▶ Entries shown
.....

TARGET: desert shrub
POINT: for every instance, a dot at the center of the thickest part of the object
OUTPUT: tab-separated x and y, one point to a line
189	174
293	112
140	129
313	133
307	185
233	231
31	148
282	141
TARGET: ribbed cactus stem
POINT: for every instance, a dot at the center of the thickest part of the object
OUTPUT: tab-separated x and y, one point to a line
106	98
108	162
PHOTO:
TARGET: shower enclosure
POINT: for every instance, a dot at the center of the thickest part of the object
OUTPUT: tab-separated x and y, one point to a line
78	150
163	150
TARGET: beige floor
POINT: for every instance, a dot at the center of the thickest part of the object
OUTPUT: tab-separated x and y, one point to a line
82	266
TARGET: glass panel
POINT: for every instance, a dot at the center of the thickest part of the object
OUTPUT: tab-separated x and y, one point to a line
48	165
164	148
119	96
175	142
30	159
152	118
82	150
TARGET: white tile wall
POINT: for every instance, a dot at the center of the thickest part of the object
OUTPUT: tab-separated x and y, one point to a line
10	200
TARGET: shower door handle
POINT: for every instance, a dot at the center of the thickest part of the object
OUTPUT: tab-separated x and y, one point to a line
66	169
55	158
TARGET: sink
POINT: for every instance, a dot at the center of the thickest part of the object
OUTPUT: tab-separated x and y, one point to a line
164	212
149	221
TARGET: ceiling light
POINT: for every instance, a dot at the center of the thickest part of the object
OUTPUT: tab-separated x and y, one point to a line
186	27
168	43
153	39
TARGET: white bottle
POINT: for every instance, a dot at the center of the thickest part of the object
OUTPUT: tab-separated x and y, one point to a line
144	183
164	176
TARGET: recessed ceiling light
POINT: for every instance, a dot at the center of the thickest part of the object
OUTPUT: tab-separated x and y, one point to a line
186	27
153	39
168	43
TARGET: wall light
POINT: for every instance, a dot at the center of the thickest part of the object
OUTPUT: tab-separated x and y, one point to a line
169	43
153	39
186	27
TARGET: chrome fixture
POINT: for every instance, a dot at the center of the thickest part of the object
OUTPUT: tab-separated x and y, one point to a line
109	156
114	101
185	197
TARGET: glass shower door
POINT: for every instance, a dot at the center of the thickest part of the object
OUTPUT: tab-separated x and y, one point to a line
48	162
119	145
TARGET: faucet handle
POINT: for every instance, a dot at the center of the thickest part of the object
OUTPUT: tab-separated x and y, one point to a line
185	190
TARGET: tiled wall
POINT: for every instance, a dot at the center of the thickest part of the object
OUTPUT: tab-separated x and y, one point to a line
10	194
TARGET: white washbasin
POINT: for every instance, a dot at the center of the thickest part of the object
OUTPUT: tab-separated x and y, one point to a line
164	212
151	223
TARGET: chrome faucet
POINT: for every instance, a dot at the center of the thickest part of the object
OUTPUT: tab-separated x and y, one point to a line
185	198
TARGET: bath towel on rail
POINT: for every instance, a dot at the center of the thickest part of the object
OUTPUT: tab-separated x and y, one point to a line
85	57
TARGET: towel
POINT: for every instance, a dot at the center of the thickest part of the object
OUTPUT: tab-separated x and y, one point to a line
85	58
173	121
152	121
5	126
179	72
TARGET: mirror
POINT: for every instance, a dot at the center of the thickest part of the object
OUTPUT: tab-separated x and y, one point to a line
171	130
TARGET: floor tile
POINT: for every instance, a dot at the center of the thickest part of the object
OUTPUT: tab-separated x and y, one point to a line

.....

▶ Exercise description
Print the entire listing above verbatim, reproducing every line without alteration.

▶ Task response
TARGET: desert shrub
POINT: for every instance, a dot at the center of the thickest part of the object
OUTPUT: tab-separated x and y, one point to a line
189	174
293	112
140	129
313	133
307	185
233	231
31	148
282	141
TARGET: ribbed cactus stem
POINT: for every instance, a dot at the center of the thickest part of the object
OUTPUT: tab-separated x and y, one point to a line
106	98
108	162
PHOTO:
TARGET: shower enclosure
POINT: for every instance, a dot at the center of the thickest part of the object
OUTPUT: tab-separated x and y, one point to a line
78	150
163	150
TARGET: beige floor
POINT: for every instance, a dot at the center of the thickest part of the object
OUTPUT: tab-separated x and y, one point to a line
82	266
TARGET: glass panel
POINT: for every instance, a dot at the center of the thickest part of the object
OUTPUT: tab-separated x and y, one point to a line
48	165
164	148
119	96
175	142
30	159
152	118
82	150
TARGET: white tile wall
POINT: for every instance, a dot at the center of the thickest part of the object
OUTPUT: tab-separated x and y, one point to a line
10	200
TARGET: shower door handle
POINT: for every instance, a dot at the center of the thickest part of the object
OUTPUT: tab-separated x and y, one point to a line
66	169
55	158
TARGET: sink
POINT: for every instance, a dot at the center of the thickest part of the object
OUTPUT: tab-separated x and y, one point to a line
164	212
149	221
TARGET: ceiling light
POINT: for every instance, a dot at the center of the thickest part of the object
OUTPUT: tab-separated x and y, one point to a line
186	27
168	43
153	39
TARGET: white bottle
POINT: for every instance, a dot at the center of the thickest part of the object
OUTPUT: tab-separated x and y, one point to a line
144	183
164	176
TARGET: recessed ceiling light
POINT: for every instance, a dot at the center of the thickest part of the object
OUTPUT: tab-separated x and y, one point to a line
186	27
153	39
168	43
TARGET: wall light
POINT: for every instance, a dot at the center of the thickest part of the object
OUTPUT: tab-separated x and y, one point to a line
169	43
153	39
186	27
TARGET: chrome fixture
POINT: for every instance, a dot at the center of the thickest part of the object
OUTPUT: tab-separated x and y, one point to a line
109	156
114	101
185	197
TARGET: glass shower door
POINT: for every instance, a dot at the center of the thickest part of the object
OUTPUT: tab-separated x and y, one point to a line
48	162
119	145
TARGET: faucet handle
POINT: for every instance, a dot at the center of the thickest part of the object
OUTPUT: tab-separated x and y, one point to a line
185	190
TARGET: tiled wall
POINT: for every instance, a dot at the center of the thickest part of the object
OUTPUT: tab-separated x and y, one point to a line
10	194
TARGET: white washbasin
POINT: for every instance, a dot at the center of the thickest part of the object
OUTPUT: tab-separated x and y, one point to a line
164	212
151	223
TARGET: chrome faucet
POINT: for every instance, a dot at the center of the thickest part of the object
OUTPUT: tab-separated x and y, one point to a line
185	198
TARGET: bath towel on rail
POINT: for every instance, a dot at the center of the thickest part of the object
OUTPUT: tab-separated x and y, one point to a line
85	57
TARGET: towel
POINT: for every instance, a dot at the center of the thickest part of the object
OUTPUT: tab-separated x and y, one point to a line
85	58
173	121
152	121
5	126
179	72
TARGET: mirror
POINT: for every instance, a dot at the center of the thickest part of the object
OUTPUT: tab-separated x and y, one point to a line
171	130
TARGET: floor tile
POINT: for every instance, a dot at the center of the thickest part of the object
OUTPUT: tab-separated x and y, one point to a line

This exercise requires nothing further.